Named object pointing entries:

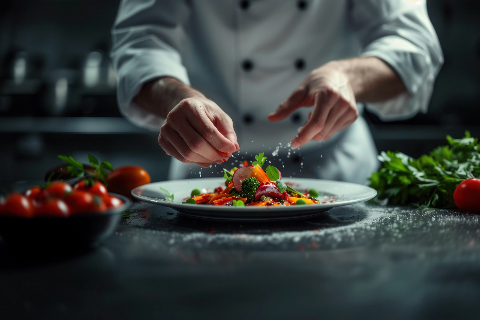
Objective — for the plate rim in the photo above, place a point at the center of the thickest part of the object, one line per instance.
(304, 210)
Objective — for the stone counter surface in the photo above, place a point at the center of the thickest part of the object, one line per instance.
(353, 262)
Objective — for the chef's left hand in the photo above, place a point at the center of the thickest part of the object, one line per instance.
(330, 93)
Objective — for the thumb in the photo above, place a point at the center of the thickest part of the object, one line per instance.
(225, 126)
(288, 106)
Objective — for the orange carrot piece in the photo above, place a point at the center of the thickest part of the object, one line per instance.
(222, 201)
(218, 196)
(203, 197)
(258, 203)
(228, 188)
(258, 173)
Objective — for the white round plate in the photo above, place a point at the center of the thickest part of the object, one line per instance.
(333, 194)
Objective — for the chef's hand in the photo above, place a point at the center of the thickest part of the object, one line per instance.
(195, 128)
(329, 91)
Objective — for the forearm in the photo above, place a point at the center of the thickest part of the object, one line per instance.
(372, 79)
(161, 95)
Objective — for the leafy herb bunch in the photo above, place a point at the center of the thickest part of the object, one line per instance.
(430, 180)
(76, 169)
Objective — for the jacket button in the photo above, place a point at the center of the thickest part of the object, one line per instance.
(296, 159)
(248, 119)
(296, 117)
(247, 65)
(244, 5)
(300, 64)
(302, 5)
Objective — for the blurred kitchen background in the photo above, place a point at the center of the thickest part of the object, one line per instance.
(57, 89)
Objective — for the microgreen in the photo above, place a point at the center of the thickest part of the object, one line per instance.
(272, 173)
(168, 196)
(238, 203)
(430, 180)
(227, 175)
(260, 160)
(291, 190)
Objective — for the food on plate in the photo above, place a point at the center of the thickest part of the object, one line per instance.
(250, 185)
(431, 180)
(467, 195)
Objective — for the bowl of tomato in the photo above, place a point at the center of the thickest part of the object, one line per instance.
(59, 215)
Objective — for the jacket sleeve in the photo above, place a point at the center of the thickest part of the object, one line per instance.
(400, 33)
(147, 37)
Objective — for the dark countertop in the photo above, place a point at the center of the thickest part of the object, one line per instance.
(358, 261)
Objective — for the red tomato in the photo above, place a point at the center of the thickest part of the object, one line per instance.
(56, 189)
(17, 205)
(98, 188)
(112, 202)
(84, 202)
(33, 192)
(467, 195)
(52, 208)
(123, 179)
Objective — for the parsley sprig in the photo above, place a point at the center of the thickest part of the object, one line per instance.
(260, 160)
(76, 169)
(430, 180)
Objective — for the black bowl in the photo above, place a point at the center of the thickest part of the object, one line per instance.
(86, 229)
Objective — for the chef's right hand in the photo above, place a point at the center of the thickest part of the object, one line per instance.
(195, 130)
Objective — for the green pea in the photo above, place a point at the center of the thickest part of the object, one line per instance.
(313, 193)
(301, 201)
(191, 201)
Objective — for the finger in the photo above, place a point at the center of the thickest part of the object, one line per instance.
(336, 114)
(225, 126)
(324, 102)
(340, 126)
(195, 141)
(203, 124)
(296, 100)
(173, 137)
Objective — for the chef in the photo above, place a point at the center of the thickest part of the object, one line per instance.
(217, 75)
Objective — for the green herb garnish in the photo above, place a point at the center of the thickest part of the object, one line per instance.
(227, 175)
(260, 160)
(272, 173)
(295, 192)
(238, 203)
(76, 169)
(313, 193)
(168, 196)
(430, 180)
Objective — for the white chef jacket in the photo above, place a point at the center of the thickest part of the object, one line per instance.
(248, 56)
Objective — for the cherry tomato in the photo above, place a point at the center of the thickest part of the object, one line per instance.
(17, 205)
(33, 192)
(467, 195)
(52, 208)
(56, 189)
(98, 188)
(81, 202)
(123, 179)
(112, 202)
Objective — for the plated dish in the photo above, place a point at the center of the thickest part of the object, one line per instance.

_Set problem_
Starting at the line that contains "Objective — for the black", repeat each line exactly through the last one in the listing. Include both of those lines and nothing more.

_Solution for this problem_
Objective — for the black bowl in the photo above, place a point at the center of the thickest part of the object, one line per instance.
(86, 229)
Objective — for the chef's right hand in the photo above, place a point at the center of the thickest part of the object, one line per instance.
(195, 130)
Objective — for the green pea in the photo above, place a point at the center of the thickest part of the object, one line per instance.
(313, 193)
(301, 201)
(191, 201)
Objective — for the finger in the photo above, place a point at the center of the thickest part of the object, one line per instance.
(336, 114)
(225, 126)
(324, 102)
(340, 126)
(195, 141)
(203, 124)
(296, 100)
(173, 137)
Objective — for the chef in the photo above, place a point at the center of the thickest part of the object, one line per instance.
(217, 75)
Objective — for the green herb garnish in the photo above, place a point at the center of the thickest part of the object, one line per instance.
(227, 175)
(260, 160)
(272, 173)
(295, 192)
(238, 203)
(76, 169)
(313, 193)
(168, 196)
(430, 180)
Objective — for the white chef jacket in the photo above, place a point at the center of the thickest part of the object, one line per instance.
(248, 56)
Objective — for the cherry tomato in the photo above, place a point at the center of the thickest part of the object, one line per instance.
(17, 205)
(33, 192)
(467, 195)
(52, 208)
(56, 189)
(98, 188)
(81, 202)
(123, 179)
(112, 202)
Objective — for the plated dish in the photo above, place a point at the center of the thickest part of the object, one line per instance.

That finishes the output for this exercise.